◆ INSTRUCTIONS FOR THE TASK ◆
Could you rewrite the stretch of the material from the start through the line containing "negative clicks: (375, 193)", replacing "positive clicks" with "foreground clicks" and leaving everything else unchanged?

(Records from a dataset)
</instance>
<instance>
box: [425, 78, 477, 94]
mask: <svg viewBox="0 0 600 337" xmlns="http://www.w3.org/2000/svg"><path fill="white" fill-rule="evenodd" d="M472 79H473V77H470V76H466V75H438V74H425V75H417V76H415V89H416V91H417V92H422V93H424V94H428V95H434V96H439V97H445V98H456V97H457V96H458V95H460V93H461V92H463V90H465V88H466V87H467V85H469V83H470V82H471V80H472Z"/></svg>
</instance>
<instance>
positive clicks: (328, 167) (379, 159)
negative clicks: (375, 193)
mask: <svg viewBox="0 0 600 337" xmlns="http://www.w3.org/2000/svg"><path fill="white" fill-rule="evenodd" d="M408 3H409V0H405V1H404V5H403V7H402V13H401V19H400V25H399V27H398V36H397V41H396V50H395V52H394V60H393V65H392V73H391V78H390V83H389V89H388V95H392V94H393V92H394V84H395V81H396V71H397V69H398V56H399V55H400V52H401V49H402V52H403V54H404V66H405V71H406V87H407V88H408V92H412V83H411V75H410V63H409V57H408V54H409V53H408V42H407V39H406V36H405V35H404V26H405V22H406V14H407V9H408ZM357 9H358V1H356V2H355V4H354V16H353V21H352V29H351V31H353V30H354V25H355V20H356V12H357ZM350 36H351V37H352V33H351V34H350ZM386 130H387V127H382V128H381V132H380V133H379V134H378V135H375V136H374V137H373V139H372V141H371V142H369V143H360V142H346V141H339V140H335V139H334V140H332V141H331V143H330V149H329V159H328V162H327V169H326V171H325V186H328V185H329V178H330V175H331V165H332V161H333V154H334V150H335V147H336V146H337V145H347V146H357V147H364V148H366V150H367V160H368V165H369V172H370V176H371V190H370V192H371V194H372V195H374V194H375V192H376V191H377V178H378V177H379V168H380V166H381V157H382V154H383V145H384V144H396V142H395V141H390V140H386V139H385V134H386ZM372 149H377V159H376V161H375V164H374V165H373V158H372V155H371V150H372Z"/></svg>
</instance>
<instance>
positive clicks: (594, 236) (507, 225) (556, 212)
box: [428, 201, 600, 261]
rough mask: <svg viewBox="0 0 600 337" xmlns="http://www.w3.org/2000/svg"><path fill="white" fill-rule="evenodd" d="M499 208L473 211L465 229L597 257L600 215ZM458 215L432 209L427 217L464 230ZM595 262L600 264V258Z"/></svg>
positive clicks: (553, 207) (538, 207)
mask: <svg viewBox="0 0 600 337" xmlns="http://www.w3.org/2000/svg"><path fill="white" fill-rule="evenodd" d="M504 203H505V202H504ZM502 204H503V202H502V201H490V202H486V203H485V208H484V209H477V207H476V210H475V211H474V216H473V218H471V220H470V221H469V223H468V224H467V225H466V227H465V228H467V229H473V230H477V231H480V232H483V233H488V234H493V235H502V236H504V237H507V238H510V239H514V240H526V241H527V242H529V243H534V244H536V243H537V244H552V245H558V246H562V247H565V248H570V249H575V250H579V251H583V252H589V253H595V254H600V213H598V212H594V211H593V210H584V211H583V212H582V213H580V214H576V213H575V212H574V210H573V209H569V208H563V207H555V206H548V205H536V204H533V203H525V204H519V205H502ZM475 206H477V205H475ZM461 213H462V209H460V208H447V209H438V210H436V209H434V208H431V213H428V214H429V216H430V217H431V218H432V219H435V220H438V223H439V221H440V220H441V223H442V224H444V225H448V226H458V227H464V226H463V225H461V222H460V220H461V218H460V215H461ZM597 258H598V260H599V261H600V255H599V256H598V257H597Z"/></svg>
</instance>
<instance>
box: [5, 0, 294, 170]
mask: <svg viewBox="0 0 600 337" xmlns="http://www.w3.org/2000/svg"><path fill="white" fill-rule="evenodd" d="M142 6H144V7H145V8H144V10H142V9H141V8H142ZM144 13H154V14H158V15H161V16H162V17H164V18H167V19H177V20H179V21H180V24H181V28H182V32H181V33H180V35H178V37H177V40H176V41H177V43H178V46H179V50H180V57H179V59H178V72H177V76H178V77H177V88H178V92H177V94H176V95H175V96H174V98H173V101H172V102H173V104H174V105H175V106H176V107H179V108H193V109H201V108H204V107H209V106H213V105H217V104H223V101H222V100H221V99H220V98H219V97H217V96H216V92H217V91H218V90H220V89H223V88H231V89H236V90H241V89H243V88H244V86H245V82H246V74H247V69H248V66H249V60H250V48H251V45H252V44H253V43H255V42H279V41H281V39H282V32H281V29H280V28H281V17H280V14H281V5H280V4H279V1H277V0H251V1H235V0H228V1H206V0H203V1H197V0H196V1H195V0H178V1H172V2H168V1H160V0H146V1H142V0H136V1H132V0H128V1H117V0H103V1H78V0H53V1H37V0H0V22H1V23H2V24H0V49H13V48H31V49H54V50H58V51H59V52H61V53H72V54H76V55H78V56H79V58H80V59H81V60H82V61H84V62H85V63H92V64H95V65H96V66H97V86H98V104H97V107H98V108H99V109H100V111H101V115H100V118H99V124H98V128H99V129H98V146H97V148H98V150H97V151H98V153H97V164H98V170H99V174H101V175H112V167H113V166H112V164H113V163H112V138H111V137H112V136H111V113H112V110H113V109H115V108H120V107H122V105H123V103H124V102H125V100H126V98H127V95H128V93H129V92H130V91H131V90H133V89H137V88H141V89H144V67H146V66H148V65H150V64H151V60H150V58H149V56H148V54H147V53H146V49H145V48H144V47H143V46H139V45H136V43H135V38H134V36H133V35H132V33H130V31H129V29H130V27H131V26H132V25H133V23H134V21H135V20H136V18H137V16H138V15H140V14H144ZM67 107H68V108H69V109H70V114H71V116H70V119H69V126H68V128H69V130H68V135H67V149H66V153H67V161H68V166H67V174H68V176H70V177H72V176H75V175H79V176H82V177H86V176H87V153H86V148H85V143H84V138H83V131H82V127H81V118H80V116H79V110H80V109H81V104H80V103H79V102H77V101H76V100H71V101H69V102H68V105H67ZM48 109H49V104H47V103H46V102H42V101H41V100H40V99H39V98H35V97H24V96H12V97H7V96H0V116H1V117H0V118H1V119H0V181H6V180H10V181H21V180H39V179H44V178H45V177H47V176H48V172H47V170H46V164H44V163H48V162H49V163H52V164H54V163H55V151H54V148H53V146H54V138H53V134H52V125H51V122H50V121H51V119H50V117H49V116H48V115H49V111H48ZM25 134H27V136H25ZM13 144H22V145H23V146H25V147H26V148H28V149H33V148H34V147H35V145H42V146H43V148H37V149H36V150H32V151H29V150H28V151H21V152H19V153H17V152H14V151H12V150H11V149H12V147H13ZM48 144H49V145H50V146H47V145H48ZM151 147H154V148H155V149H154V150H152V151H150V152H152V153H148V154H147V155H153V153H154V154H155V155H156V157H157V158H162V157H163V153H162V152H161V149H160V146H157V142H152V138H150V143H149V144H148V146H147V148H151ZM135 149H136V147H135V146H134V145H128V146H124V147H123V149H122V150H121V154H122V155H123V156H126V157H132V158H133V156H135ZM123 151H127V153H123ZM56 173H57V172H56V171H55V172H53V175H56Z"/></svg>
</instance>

◆ RESULT FOR THIS TASK ◆
</instance>
<instance>
box: [425, 78, 477, 94]
mask: <svg viewBox="0 0 600 337" xmlns="http://www.w3.org/2000/svg"><path fill="white" fill-rule="evenodd" d="M472 79H473V77H470V76H466V75H438V74H425V75H417V76H415V89H416V91H417V92H422V93H424V94H428V95H434V96H439V97H445V98H456V97H457V96H458V95H460V93H461V92H463V90H465V88H466V87H467V85H469V83H470V82H471V80H472Z"/></svg>
</instance>
<instance>
foreground clicks: (328, 167) (379, 159)
negative clicks: (375, 193)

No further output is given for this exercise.